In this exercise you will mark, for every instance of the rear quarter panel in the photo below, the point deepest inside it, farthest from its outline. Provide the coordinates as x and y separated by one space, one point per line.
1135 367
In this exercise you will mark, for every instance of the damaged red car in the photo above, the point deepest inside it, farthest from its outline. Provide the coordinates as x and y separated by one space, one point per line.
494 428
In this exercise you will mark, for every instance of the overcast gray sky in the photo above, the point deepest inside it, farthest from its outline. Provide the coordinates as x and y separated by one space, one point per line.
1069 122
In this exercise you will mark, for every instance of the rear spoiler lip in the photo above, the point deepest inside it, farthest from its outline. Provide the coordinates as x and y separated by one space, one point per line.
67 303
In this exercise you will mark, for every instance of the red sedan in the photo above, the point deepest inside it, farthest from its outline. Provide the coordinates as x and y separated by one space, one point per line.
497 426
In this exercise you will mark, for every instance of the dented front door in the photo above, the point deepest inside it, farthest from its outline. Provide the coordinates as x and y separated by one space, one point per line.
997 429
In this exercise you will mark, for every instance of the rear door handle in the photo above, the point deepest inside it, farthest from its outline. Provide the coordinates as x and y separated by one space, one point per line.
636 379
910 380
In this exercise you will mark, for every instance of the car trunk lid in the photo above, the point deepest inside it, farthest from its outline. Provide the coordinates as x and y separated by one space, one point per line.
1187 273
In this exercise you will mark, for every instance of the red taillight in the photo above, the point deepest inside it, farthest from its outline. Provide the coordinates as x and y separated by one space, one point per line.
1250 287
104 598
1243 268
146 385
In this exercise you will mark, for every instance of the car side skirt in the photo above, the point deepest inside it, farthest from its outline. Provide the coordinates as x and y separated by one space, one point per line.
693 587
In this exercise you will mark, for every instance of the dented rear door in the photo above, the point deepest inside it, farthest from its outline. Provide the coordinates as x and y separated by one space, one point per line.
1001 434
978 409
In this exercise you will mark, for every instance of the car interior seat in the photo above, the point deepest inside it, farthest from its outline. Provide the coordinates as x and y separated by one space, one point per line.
--- --- ---
Work instruction >> Copy out the material in full, exactly as it reads.

Exercise output >>
In this exercise you will mark, for every instance of the rear quarter panel in the photo below, the point deepest inside it, farthest from its outline. Provide the coordinates as x and y separated by one space, one point per line.
1135 367
In this exercise you will mark, for every instance of the damaged red car in the photo above, the point deepest inside it, farthest from its outline. Provide the coordinates as x and y separated by one space, one point per line.
494 428
In this exercise you will mark, for every instance of the overcast gray sky in the photo above, the point deepest inside it, farthest from its outline. Provide the coordinates as x and y separated by one space, one point per line.
1069 122
In this exercise you will mark, for every instance of the rear spoiler lip in the photo above, the point deepest inside it, farthest from its outline. Provide the coordinates as x and y separated by one space, one point per line.
67 303
In this exercise you will mark, for every instance of the red sedan in the photo above, the point deepest inside it, farthest from its outline. Provide the coordinates as x and y separated by one space, one point per line.
497 426
In this exercise you will mark, for every instance of the dented front door in the photo above, the point deepest inside it, farthest from its outline. Provide the coordinates as x and y separated by one space, one point per line.
997 429
In this exercise you will mark, for every instance of the rear door handle in the photo above, the point deepest inside it, farthest from its outline. Provide the coordinates as x and y separated by one space, one point per line.
636 379
910 380
In this exercise you will mark, for every instance of the car trunk lid in the photo above, the point deepest inside it, farthest from its outline. Provide the coordinates as x and y separated by one space, one point per line.
1187 273
In this exercise you will mark, for every instance of the red taillight in the photo above, the point deepest inside it, farthest from its outline. Provide the coordinates as x and y separated by one space, one point per line.
1250 287
104 598
1243 268
146 385
In this exercise you will mark, for every instance of the car side skirt in the photo above, the point deepest inside it, farthest from its outline. Provide the coordinates as x and y separated by one space, one point per line.
693 587
In this exercise you will mark, for every instance of the dented rear door in the photo above, the point deepest inside it, farthest from its outline. Provide the coordinates as x and y separated by one space, one point per line.
1001 434
978 409
In this exercise you will mark, for every instance of the car interior seat in the photo above, the point deepest inside it, farthest from its outline. Provide the coordinates as x and y separated by one space, one point per line.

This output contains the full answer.